AIM OF THE TASK ▸
Answer these from the text below on the stimulus bill and state budgets:
1. What do Senate Republicans want to end?
2. What budget cut has the governor of Georgia mandated for every agency?
3. Where is New York making many of its cuts?

SOURCE TEXT ▸
'''

The biggest debate in Congress right now is what provisions end up in the next stimulus bill.  Senate Republicans want to end the increase in unemployment insurance payouts, which in some cases paid employees more during their time unemployed than they made while working.  House Democrats want to avoid business immunity from Coronavirus-related employee lawsuits.  One area both parties are at least exploring: further financial support for ravaged state budgets.

Covid Causing State Budget Collapse

To say state budgets were decimated by the Coronavirus understates the impact.  Decimate traditionally meant to destroy 10% of something; the impact of the Coronavirus pandemic exceeds that in many states.  The governor of Georgia has mandated 14% budget cuts for every agency, and in many cases that means furloughing agency employees next year.  New York also projects a 14% budget shortfall, and is cutting much of it from the money it provides to towns and cities – effectively pushing the problem downstream.

'''

EXTRACTED ENTRIES ▸
'''

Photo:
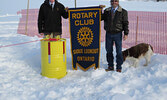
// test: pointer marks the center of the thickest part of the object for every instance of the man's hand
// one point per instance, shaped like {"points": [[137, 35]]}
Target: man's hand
{"points": [[125, 37]]}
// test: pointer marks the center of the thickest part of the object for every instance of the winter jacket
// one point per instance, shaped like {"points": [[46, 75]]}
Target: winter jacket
{"points": [[49, 20], [120, 21]]}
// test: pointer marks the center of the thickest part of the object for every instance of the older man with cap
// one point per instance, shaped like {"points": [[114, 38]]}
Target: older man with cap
{"points": [[115, 22]]}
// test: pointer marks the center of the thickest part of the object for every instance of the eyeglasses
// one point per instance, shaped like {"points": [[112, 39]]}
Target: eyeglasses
{"points": [[114, 1]]}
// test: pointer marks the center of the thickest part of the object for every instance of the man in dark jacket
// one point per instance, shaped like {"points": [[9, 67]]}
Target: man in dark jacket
{"points": [[115, 22], [49, 18]]}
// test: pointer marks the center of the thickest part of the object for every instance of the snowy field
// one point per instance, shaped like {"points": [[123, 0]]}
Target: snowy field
{"points": [[20, 66]]}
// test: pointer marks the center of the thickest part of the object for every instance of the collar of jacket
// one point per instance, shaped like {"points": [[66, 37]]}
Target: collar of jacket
{"points": [[119, 8]]}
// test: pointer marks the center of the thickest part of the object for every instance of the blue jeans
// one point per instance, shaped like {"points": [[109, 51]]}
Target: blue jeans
{"points": [[110, 40]]}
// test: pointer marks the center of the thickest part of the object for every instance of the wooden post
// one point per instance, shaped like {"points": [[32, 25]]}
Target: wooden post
{"points": [[137, 24], [27, 18]]}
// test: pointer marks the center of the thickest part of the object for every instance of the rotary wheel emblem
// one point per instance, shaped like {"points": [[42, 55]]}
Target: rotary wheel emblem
{"points": [[85, 36]]}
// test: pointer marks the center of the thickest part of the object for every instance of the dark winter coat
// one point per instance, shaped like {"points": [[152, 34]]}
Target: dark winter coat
{"points": [[49, 20], [120, 22]]}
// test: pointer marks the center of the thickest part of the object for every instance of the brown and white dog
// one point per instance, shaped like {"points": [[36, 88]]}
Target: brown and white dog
{"points": [[138, 52]]}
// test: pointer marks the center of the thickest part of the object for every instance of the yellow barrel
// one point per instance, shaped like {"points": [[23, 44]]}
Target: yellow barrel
{"points": [[53, 58]]}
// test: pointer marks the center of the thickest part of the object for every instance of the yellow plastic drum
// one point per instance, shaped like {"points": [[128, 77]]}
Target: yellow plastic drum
{"points": [[53, 58]]}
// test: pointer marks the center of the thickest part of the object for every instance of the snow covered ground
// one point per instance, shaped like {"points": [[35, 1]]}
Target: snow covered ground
{"points": [[20, 68]]}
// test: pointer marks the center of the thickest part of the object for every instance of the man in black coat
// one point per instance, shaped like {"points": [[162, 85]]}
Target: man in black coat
{"points": [[49, 18], [115, 22]]}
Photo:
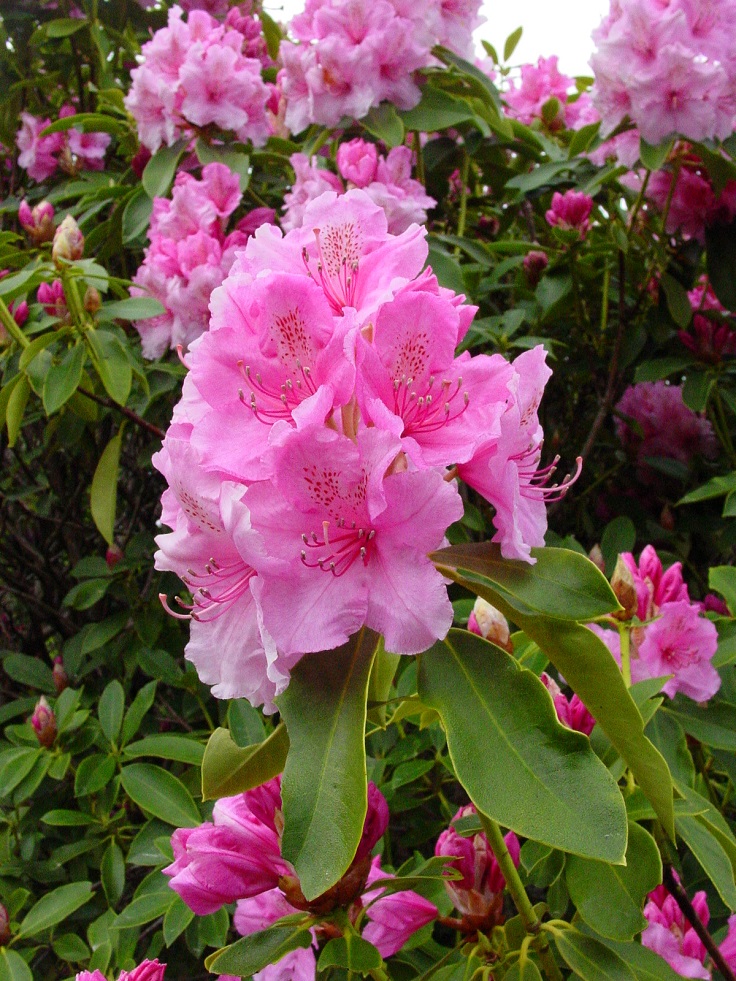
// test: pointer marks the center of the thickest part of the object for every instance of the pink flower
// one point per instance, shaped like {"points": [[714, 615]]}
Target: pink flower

'''

OUTPUT FOR THIS TASK ▸
1. The increase in unemployment insurance payouts.
2. A 14% cut.
3. In the money it provides to towns and cities.